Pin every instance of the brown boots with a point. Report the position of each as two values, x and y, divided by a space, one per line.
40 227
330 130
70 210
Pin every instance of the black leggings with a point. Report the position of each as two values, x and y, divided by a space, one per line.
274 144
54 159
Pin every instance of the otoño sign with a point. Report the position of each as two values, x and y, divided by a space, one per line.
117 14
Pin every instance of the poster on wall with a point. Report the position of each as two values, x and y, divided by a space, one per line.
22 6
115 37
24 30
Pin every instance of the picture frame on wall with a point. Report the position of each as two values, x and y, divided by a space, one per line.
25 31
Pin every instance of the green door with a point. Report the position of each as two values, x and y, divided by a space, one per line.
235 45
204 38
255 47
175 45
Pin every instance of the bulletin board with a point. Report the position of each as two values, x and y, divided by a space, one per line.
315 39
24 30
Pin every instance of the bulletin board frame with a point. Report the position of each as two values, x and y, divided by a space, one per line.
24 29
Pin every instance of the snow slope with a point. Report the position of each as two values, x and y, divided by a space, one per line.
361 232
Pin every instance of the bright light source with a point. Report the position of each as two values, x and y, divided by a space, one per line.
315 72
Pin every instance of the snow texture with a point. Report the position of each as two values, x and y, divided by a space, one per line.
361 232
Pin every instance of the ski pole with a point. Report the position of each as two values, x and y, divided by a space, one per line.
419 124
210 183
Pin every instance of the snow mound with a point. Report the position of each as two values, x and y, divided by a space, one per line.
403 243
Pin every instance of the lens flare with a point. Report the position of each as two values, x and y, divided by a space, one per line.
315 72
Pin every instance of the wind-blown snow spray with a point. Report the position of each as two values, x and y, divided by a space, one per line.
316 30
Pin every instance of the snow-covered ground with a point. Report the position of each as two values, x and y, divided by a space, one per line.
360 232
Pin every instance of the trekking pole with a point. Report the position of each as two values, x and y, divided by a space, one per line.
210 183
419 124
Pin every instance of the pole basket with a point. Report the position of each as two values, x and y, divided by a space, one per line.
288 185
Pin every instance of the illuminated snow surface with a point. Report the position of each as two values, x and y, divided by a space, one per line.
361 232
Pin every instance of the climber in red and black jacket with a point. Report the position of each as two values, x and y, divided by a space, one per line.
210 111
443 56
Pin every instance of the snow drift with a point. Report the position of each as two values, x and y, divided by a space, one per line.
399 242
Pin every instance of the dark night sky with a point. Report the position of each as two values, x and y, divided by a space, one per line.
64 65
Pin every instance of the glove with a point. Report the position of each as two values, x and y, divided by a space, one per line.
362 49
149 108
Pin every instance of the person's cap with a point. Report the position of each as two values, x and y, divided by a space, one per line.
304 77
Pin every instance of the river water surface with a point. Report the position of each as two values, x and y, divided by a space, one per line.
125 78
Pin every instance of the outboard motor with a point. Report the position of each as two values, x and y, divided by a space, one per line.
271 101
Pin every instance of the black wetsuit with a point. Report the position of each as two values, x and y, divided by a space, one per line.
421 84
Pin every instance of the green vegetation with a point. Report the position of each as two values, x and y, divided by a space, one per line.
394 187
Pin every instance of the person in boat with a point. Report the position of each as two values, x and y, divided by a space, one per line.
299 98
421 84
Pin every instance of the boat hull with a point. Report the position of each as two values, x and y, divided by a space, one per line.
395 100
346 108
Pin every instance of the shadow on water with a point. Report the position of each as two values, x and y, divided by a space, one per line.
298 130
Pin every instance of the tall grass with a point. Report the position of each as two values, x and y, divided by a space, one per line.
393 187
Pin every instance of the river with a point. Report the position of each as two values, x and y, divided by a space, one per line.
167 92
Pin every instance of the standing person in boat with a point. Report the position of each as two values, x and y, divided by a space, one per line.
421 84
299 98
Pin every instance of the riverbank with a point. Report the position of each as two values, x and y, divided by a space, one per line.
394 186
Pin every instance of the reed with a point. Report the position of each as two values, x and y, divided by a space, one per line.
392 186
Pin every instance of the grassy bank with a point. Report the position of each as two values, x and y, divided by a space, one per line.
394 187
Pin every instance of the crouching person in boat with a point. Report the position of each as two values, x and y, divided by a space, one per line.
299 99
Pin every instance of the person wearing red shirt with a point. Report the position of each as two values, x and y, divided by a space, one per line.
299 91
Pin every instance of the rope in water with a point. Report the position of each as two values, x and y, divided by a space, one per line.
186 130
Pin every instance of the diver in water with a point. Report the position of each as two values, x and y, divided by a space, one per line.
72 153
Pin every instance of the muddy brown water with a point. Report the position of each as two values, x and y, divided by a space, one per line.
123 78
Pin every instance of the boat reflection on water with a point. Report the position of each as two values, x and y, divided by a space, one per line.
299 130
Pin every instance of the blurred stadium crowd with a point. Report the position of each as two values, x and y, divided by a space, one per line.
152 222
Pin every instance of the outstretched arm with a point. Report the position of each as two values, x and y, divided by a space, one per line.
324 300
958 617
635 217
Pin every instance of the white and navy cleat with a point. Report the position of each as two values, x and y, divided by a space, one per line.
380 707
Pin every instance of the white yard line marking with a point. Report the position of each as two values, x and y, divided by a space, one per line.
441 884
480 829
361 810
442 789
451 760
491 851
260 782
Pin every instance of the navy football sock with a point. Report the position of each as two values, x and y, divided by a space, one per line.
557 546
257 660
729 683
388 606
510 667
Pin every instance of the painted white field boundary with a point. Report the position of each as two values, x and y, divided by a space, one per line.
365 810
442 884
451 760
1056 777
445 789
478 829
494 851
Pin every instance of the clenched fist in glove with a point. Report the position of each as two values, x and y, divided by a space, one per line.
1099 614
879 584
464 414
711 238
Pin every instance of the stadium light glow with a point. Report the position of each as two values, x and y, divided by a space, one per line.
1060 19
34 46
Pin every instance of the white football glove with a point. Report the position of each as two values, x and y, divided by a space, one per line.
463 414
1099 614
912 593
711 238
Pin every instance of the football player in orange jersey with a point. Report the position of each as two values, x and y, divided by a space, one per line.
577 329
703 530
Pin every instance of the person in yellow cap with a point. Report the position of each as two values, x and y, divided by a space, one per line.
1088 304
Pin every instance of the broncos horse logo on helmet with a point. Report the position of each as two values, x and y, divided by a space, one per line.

→ EXERCISE REQUIREMENTS: Reproduce all of the data above word for word, from its first line through its last.

→ RESPONSE TO THIS TASK:
Pin every instance of the brown boots with a point. Report the position of each as two values, x and y, divided by a space, one per line.
40 227
330 130
70 210
Pin every instance of the black leggings with a point. Report the position of each as two values, x and y, divided by a space, one per line.
274 144
54 159
Pin every instance of the otoño sign with a point. Report the position of each as two values, x and y, divided by a space, one per line.
117 14
Pin every instance of the poster on wall with a point. Report the position of each as two values, x and y, divided by a space, one per line.
22 6
115 37
24 30
Pin every instance of the picture frame on wall with a point. Report the position of each as two values, x and y, divided by a space, one per line.
25 31
Pin every instance of the green door with a point. Report the position of each as two values, x and y, divided by a space, one per line.
235 45
204 38
255 47
175 45
Pin every instance of the bulletin board with a point. Report the position of each as two values, x and y, divided by a space, one per line.
315 39
24 30
Pin every instance of the bulletin board frame with a point. Report the position of each as two values, x and y, divided by a space, one per line.
24 29
Pin every instance of the snow slope with a point. Report the position of each as two values, x and y, divided by a space, one per line.
361 232
Pin every instance of the bright light source with a point. Report the position of each as two values, x and y, divided by a space, one per line.
315 72
Pin every instance of the snow texture with a point. Report the position of each as two values, x and y, divided by a space, one per line.
361 232
Pin every instance of the ski pole with a point. Report the position of each as two values, x and y, divided by a space, one per line.
419 124
210 183
Pin every instance of the snow mound with a point. Report the position of each as two values, x and y, divided by a space, one per line.
403 243
Pin every instance of the lens flare with a point. Report the position of each as two values, x and y, divided by a space, one per line.
315 72
Pin every instance of the wind-blown snow spray with a point. Report the position of each as two values, x and y, divided by a space, one per line.
316 30
Pin every instance of the snow-covered ground with a point. Report the position of each as two values, x and y, divided by a space, one per line.
360 232
Pin every instance of the trekking pole with a point. Report the position of each as two values, x and y, divided by a space, one per line.
210 183
419 124
Pin every instance of the pole basket with a point. Report the position of each as two values, x and y, divided by a space, one per line.
288 185
Pin every instance of the illuminated snow surface with a point. Report the position of each as two values, x and y, divided by a space, one per line.
361 232
Pin every instance of the climber in red and black jacket with a point. Report the position of each as two values, x and y, divided by a space, one per line.
210 111
443 56
Pin every instance of the snow drift with a point. Report the position of each as two values, x and y, divided by a space, one per line.
399 242
Pin every instance of the dark night sky with a point. Report the position of each as two values, x and y, divided by a space, one per line.
64 65
Pin every instance of the glove with a point. Report the position of each as two values, x and y, divided by a space, one per line.
362 49
149 108
Pin every instance of the person's cap with a point. Report the position of each as two values, x and y, divided by a space, one per line.
304 77
Pin every instance of the river water surface with a point. Report the position of each as two values, x and y, divided by a space, one per line.
125 78
Pin every instance of the outboard motor with a point. Report the position of each as two values, x and y, divided by a space, one per line.
271 101
Pin every instance of the black wetsuit with a point. Report the position of each as two values, x and y, divided by a space, one per line.
421 84
Pin every instance of the green vegetation with a point. Report the position of each as two values, x and y, divided by a space, one per line.
394 187
Pin every instance of the person in boat with a point. Report the position of each as two values, x and y, divided by a space, one per line.
299 98
421 84
Pin every instance of the boat hull with a point. Report the position of each as two values, x and y, divided by a space, one per line.
395 100
346 108
Pin every instance of the shadow on water with a point. Report the position of each as two values, x and y, divided by a space, one per line.
298 130
Pin every instance of the tall grass with a point. Report the position of each as two values, x and y, divided by a space, one per line.
393 187
Pin every instance of the river with a point. Report the position of each as two values, x and y, divided by a space, one per line.
167 92
Pin every instance of the standing person in boat with a point. Report the position of each as two values, x and y, divided by a space, one per line.
421 84
299 98
Pin every instance of the riverbank with a point. Report the position of each as two values, x and y, divided by a space, one per line.
394 186
Pin every instance of the reed with a point. Report the position of each as two values, x and y, divided by a space, one per line.
392 186
Pin every instance of the grassy bank with a point. Report the position of each as two values, x and y, divided by a space, one per line.
394 187
Pin every instance of the crouching person in boat with a point. Report the position of each as two values, x and y, divided by a space, one per line.
299 99
Pin every instance of the person wearing red shirt with a point. Report the position of each as two values, x and y, divided by a space, one per line.
299 91
Pin every instance of the rope in water with a point. Report the position of each as two values, x and y, divided by a space, one per line.
186 130
Pin every instance of the diver in water with a point. Report the position of each as two values, x and y, divided by a space, one per line.
72 153
Pin every instance of the muddy brown water with a point. Report the position of each as two values, x and y, divided by a space, one per line.
123 78
Pin every instance of the boat reflection on water with a point. Report the position of each as two values, x and y, divided by a space, one per line.
299 130
Pin every instance of the blurred stadium crowd with a point. Report the position of each as two values, x and y, divided by a space, one per line.
152 222
Pin every instance of the outstretched arm with a point. Report the position of each as two values, x and y, divided by a space, one per line.
324 300
958 617
635 217
Pin every instance of the white and navy cleat with a point. Report the position of each as two values, x and y, divided by a space, one per line.
380 707
Pin every instance of the white yard line marking with a point. Report the position of each as two values, x and y, divided by a space, one per line.
441 884
480 829
361 810
442 789
451 760
491 851
260 782
Pin every instance of the navy football sock with a point. Report the position of each as two values, x and y, divided by a space, one per line.
557 546
257 660
729 683
388 606
510 667
Pin every instance of the painted white field boundary with a point. Report the position of each as two values, x and y, divided by a space, one per line.
365 810
442 884
451 760
1056 777
445 789
478 829
494 851
Pin every instance of the clenched fist in glove with a point. Report the position of each as two values, x and y, divided by a space, one per line.
1099 614
879 584
464 414
711 238
Pin every instance of the stadium light glow with a point. Report the position of each as two values, x and y, divided by a space, one per line.
1060 19
34 46
Pin every instance of the white football glove with a point. Report the position of each as two values, x and y, divided by a space, one per line.
463 414
1099 614
912 593
711 238
Pin every instance of the football player in orange jersey with a point. Report the position of each as two values, x and y, divided by a space, one per line.
577 329
703 530
Pin every instance of the person in yellow cap with a point. Report the position of each as two values, x and y, divided by a space, one per line.
1088 304
Pin every instance of the broncos horse logo on helmet with a point. Report the position of each as two values, x and y, divided by a space, one per line.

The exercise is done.